Fragmento del texto
Sin embargo, nada de lo que escribe Labatut es confuso, inconexo, abigarrado o hermético. Por el contrario, con un estilo austero, con cierta economía del lenguaje, con un tono documental, de biógrafo o historiador, que le cae bien, expone (y explora) con claridad cada uno de los agujeros negros en los que se mete. Especie de prodigio de la paráfrasis, encuentra una escritura justa (o ajustada) para traducir investigaciones complejas, técnicas, en una narración tan rigurosa como simple. La frase avanza obediente, con la belleza inversa de lo útil, de lo subsidiario.   

Quizás en MANIAC sea donde mayores licencias retóricas puedan encontrarse en comparación con los libros anteriores. Un efecto asistido por la inclusión de voces, de un larguísimo relato polifónico, con el que Labatut parece llevar su proyecto de falso documental al territorio de los testimonios.  

De todos modos, nada en Un verdor terrible o MANIAC es tan cautivante como esos relatos que parecen resumir o sintetizar una gran historia de genios atormentados, deformes, que pueblan su territorio. Ahí encuentra un ritmo y un tono que hace de cada uno de sus relatos un plano secuencia. Y en buena medida ese tono y ese ritmo le permite que su experimentación nunca sea amorfa sino más bien orgánica, le da cohesión pero también cierta modestia o elegancia. Una voz en off ceñida y lacónica, también elocuente, canta estos cuentos de hadas sobre científicos.

Extractos de datos
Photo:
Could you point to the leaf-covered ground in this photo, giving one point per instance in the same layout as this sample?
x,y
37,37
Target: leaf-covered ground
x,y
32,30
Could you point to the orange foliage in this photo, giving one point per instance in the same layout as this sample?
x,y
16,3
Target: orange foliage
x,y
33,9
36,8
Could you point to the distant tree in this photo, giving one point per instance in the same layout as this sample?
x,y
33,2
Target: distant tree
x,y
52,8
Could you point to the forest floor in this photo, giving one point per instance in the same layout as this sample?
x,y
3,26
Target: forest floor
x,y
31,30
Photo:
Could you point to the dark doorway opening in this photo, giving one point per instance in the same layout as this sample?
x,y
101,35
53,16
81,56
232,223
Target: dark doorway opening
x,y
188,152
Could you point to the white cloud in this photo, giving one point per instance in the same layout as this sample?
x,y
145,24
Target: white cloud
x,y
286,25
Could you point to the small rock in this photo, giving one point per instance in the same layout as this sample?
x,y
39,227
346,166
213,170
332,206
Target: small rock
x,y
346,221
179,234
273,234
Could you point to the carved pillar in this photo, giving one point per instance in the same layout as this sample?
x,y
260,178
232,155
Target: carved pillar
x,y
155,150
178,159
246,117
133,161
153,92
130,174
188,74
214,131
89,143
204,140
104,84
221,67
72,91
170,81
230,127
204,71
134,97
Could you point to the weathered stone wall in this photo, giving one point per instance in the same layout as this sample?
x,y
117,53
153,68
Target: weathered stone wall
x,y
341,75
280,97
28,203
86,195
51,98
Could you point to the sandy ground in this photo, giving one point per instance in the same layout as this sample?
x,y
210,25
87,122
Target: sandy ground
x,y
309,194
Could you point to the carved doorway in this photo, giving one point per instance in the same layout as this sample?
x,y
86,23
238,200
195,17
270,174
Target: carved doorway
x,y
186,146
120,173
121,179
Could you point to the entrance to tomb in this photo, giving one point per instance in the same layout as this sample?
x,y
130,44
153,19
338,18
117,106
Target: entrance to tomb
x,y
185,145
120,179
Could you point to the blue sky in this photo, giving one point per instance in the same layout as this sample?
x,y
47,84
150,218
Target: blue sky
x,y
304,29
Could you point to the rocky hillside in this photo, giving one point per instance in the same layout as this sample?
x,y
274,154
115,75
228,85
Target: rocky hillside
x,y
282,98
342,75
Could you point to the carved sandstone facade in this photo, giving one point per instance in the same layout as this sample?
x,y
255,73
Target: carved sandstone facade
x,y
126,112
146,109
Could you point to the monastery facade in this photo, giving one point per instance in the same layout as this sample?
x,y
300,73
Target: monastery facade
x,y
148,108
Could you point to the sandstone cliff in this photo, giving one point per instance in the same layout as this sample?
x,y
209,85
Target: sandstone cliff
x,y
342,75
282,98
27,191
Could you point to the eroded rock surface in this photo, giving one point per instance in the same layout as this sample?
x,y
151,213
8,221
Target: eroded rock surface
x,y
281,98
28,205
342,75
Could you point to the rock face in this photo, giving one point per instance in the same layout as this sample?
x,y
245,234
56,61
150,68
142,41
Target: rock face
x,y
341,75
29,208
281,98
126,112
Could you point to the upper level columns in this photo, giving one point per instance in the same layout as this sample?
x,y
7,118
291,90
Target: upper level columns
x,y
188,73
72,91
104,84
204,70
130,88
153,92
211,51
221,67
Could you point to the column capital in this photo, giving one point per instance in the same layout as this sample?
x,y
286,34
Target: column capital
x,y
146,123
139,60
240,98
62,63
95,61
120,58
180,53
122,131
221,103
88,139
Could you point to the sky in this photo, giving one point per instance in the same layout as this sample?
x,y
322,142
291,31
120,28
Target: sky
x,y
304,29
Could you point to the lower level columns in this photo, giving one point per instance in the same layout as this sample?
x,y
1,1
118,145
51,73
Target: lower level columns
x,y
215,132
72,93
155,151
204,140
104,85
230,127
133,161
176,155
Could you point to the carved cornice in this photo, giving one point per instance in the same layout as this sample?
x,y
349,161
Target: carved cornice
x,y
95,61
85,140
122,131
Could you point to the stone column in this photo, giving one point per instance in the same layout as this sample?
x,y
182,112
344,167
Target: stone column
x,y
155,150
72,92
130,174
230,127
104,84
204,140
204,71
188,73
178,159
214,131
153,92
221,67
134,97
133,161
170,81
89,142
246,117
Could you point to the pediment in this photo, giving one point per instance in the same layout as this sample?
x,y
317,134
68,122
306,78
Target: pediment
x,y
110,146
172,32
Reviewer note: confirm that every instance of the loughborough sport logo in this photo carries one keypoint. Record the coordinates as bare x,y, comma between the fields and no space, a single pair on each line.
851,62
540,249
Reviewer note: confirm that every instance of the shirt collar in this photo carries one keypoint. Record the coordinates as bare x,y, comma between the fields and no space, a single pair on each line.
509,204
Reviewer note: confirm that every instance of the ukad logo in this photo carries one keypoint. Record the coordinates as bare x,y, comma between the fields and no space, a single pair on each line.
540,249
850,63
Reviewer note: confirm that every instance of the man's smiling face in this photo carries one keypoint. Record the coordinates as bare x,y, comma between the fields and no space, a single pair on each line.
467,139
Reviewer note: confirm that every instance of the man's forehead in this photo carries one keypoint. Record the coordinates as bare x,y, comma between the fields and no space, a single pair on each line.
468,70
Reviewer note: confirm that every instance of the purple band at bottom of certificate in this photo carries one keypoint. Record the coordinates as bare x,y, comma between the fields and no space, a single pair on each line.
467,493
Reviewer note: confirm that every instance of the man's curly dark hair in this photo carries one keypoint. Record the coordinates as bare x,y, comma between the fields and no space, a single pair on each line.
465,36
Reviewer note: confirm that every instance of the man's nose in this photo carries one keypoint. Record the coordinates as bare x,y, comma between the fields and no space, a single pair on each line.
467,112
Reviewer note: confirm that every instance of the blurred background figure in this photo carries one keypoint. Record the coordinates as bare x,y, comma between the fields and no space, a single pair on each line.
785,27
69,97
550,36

Tarea de trabajo
¿Puedes reproducir el pasaje del texto sobre Labatut que va desde "De todos modos, nada" hasta "hadas sobre científicos.", ambos incluidos?

Resultado
De todos modos, nada en Un verdor terrible o MANIAC es tan cautivante como esos relatos que parecen resumir o sintetizar una gran historia de genios atormentados, deformes, que pueblan su territorio. Ahí encuentra un ritmo y un tono que hace de cada uno de sus relatos un plano secuencia. Y en buena medida ese tono y ese ritmo le permite que su experimentación nunca sea amorfa sino más bien orgánica, le da cohesión pero también cierta modestia o elegancia. Una voz en off ceñida y lacónica, también elocuente, canta estos cuentos de hadas sobre científicos.